Texte présenté —

• Ayyanar combat les esprits maléfiques


         Un féroce cavalier sur un cheval blanc, semble menacer le passant de son sabre ou de son fouet. Il s'agit du dieu Ayyanar (ou Aiyanar, Ayanar, Aiyanaar), le gardien des villages, ou de son second Karuppaswami. Ses traits grimaçants témoignent de sa puissance surnaturelle. Comme un acteur de Kathakali, le dieu surjoue la colère et le courage, roulant des yeux farouches pour repousser les esprits maléfiques qui menacent les paisibles villages du Tamil Nadu en Inde.
     
     
     
     
     
    Ayyanar ou Karuppaswami, dieu tamoul, gardien des villages


     
     
       Les statues d'Ayyanar, souvent monumentales, sont soigneusement peintes de couleurs vives comme toutes celles des dieux hindous. Le style appliqué n'est pas sans rappeler l'académique imagerie saint-sulpicienne, en plus exotique. Le doux visage du Christ et ses gestes apaisants laisse la place à des gesticulations guerrières. L'âne, le boeuf et l'agneau sont remplacés par l'éléphant, la vache et le cheval. La mièvrerie européenne et l'expressionisme indien se retrouvent dans la même célébration, involontaire, du kitsch
     
     


    Aiyanar ou Karuppaswami, dieu tamoul, gardien des villages
    enceinte rayée de rouge et blanc
     
     
     
     
     
         Le culte d'Ayyanar, très populaire, est partout présent en Inde du Sud, au Tamil Nadu. Bien que né de l'union de Shiva et de Vishnou, sous l'apparence féminine de Mohini, Aiyanar n'appartient pas au panthéon hindou, c'est un dieu local. Aiyanar protège les villageois des esprits mauvais, des inondations et des sècheresses qui menacent les communautés agricoles. Il garde le réservoir, essentiel à la survie du village.

Travail demandé —
1. Reprends le texte sur Ayyanar de « Le culte d'Ayyanar, très » jusqu'à « survie du village. » inclus, en renommant « Aiyanar » en « Ayyanar ».
2. Relève toutes les autres graphies du nom Ayyanar que le texte sur Ayyanar donne entre parenthèses.

Matériel fourni —

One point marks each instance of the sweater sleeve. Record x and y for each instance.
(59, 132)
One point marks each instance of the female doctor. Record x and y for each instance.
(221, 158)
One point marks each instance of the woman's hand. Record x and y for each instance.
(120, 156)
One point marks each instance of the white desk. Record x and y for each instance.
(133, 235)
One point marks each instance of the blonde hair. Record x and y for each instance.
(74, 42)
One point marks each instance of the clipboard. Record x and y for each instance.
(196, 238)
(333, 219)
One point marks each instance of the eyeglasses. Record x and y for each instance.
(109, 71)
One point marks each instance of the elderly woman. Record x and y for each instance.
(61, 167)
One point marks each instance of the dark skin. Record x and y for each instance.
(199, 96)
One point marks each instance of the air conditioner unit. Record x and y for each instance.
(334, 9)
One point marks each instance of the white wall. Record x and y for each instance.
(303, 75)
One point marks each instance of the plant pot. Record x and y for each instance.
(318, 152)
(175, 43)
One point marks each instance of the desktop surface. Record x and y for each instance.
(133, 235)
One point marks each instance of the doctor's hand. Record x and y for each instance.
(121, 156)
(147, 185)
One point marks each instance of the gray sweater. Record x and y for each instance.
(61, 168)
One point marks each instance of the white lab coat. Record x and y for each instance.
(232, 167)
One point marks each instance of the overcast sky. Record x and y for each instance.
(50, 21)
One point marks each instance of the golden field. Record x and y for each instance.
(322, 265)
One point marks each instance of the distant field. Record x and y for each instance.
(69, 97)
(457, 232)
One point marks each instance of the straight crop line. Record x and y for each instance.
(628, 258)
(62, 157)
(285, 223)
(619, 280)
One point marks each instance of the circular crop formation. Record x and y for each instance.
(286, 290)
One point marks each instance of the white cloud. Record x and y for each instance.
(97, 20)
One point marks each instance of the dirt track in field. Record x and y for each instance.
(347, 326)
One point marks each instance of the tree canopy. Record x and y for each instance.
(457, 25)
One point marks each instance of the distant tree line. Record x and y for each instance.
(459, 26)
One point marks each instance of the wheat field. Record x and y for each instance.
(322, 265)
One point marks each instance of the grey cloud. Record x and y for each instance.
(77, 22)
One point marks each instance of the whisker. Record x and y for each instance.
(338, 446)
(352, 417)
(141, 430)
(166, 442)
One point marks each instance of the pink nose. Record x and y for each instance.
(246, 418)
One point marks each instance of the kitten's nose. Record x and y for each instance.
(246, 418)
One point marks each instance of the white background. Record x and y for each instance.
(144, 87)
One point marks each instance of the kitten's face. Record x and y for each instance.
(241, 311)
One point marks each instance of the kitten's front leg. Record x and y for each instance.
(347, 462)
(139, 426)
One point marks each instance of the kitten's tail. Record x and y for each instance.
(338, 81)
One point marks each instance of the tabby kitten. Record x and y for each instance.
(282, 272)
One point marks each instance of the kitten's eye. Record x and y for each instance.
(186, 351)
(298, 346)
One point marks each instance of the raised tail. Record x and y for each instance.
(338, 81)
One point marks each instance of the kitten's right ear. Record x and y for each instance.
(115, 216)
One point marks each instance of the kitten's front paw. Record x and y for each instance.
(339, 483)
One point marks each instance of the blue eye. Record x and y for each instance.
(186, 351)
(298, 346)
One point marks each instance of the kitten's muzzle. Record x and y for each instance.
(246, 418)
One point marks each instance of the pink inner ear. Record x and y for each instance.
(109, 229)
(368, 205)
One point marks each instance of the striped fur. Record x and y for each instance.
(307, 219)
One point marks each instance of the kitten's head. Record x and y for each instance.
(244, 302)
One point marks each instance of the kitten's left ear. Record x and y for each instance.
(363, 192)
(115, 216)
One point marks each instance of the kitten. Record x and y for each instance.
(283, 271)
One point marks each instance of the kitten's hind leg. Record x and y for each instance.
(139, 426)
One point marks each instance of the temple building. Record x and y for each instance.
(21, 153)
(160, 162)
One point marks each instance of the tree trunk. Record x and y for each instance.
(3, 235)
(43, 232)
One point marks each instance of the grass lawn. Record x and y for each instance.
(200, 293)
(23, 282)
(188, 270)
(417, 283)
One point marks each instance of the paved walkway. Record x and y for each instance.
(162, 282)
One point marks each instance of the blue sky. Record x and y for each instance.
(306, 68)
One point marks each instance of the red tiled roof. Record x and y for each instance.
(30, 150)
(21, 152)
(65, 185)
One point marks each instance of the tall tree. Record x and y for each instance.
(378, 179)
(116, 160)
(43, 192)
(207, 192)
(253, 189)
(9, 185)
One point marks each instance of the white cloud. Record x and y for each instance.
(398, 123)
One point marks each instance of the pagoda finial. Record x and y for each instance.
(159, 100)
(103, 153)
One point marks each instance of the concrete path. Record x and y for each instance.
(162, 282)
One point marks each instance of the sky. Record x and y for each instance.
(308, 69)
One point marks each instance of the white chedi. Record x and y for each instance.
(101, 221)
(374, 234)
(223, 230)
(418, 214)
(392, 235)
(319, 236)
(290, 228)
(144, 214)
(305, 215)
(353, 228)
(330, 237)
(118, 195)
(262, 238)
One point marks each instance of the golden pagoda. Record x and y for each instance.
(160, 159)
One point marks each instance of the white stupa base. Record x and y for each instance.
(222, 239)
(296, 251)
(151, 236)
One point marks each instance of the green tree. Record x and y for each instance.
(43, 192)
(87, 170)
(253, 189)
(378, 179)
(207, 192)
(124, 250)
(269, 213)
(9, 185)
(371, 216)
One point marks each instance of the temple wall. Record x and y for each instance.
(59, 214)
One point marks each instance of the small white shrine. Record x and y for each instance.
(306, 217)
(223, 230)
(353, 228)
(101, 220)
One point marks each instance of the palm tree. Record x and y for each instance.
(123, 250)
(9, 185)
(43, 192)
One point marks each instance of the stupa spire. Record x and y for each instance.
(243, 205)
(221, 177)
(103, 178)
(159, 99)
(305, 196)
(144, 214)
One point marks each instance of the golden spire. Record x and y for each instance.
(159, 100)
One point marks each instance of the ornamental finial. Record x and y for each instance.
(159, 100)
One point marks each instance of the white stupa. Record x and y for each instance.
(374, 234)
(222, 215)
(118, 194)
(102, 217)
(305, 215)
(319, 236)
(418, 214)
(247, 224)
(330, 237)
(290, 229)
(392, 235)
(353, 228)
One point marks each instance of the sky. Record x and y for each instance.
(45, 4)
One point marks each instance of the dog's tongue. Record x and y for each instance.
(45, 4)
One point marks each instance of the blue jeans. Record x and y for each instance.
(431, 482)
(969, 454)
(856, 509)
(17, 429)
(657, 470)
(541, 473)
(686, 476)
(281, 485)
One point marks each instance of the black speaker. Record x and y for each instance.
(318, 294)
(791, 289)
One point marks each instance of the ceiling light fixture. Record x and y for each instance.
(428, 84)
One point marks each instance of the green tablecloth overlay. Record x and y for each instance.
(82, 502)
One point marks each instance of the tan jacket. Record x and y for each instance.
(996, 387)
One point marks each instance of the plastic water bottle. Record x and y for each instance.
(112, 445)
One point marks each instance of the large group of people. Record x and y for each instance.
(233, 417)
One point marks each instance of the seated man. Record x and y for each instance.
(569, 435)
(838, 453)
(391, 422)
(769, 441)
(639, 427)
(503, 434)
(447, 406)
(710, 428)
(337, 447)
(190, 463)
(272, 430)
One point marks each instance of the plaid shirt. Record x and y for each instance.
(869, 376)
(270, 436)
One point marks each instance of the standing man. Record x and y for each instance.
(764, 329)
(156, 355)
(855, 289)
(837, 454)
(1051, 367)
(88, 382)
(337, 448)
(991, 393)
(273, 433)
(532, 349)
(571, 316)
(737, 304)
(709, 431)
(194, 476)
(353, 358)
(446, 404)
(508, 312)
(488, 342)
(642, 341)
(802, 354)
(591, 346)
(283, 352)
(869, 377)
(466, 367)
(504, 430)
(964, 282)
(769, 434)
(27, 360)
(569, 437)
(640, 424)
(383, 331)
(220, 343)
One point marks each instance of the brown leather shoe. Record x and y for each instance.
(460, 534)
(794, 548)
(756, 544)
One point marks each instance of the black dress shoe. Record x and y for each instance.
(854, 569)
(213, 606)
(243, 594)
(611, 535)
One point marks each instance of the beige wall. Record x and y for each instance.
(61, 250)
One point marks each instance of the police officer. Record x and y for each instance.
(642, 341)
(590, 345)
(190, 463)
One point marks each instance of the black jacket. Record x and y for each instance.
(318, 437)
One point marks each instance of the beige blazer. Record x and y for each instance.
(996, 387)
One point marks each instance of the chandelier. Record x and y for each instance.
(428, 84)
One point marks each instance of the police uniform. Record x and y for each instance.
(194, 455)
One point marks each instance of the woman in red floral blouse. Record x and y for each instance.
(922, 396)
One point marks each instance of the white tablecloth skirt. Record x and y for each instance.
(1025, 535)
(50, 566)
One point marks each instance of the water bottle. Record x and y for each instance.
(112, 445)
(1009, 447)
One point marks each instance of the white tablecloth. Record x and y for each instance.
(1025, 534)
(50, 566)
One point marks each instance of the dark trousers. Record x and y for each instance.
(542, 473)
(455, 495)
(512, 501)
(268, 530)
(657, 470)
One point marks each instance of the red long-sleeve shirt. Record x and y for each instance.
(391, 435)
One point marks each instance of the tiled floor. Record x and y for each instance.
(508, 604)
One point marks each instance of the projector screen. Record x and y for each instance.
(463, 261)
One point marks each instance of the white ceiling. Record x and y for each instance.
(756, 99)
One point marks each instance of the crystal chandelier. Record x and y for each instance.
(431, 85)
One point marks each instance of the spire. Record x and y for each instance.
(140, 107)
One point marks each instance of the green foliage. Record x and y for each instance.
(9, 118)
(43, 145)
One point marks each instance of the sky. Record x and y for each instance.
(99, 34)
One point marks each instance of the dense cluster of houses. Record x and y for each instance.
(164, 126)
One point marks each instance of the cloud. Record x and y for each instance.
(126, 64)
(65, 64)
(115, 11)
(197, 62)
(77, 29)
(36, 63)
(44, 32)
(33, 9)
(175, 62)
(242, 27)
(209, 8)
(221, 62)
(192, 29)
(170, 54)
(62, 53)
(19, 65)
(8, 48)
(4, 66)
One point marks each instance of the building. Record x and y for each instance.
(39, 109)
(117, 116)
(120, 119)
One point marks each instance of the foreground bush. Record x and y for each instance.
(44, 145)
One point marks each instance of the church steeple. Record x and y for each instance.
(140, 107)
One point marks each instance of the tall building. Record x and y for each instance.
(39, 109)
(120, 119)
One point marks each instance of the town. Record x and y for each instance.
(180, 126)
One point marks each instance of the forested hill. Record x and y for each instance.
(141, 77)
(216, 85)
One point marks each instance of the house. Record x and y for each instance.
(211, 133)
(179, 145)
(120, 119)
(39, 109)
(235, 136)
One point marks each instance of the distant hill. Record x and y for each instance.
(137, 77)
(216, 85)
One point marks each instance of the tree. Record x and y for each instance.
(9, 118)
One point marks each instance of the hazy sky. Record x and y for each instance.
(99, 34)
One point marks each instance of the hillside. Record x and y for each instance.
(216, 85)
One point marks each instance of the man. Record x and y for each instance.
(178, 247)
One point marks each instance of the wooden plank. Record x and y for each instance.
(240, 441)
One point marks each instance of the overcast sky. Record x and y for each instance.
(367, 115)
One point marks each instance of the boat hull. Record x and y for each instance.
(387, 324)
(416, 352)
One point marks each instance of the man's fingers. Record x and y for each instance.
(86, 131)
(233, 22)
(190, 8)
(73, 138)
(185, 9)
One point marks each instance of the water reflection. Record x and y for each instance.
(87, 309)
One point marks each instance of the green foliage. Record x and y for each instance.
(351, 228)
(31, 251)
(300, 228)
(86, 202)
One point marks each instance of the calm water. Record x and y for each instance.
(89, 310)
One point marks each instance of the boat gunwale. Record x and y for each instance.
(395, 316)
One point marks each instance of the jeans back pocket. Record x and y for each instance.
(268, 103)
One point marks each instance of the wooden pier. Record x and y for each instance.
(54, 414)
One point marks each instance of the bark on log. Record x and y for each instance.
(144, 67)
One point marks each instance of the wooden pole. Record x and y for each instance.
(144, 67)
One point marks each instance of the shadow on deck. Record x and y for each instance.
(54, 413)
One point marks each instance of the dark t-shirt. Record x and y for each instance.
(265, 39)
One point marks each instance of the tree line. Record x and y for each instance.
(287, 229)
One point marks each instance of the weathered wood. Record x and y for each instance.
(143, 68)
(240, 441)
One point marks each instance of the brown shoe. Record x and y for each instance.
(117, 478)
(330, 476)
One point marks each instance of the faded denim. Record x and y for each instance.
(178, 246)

Réponses attendues —
1.
Le culte d'Ayyanar, très populaire, est partout présent en Inde du Sud, au Tamil Nadu. Bien que né de l'union de Shiva et de Vishnou, sous l'apparence féminine de Mohini, Ayyanar n'appartient pas au panthéon hindou, c'est un dieu local. Ayyanar protège les villageois des esprits mauvais, des inondations et des sècheresses qui menacent les communautés agricoles. Il garde le réservoir, essentiel à la survie du village.

2. Aiyanar, Ayanar, Aiyanaar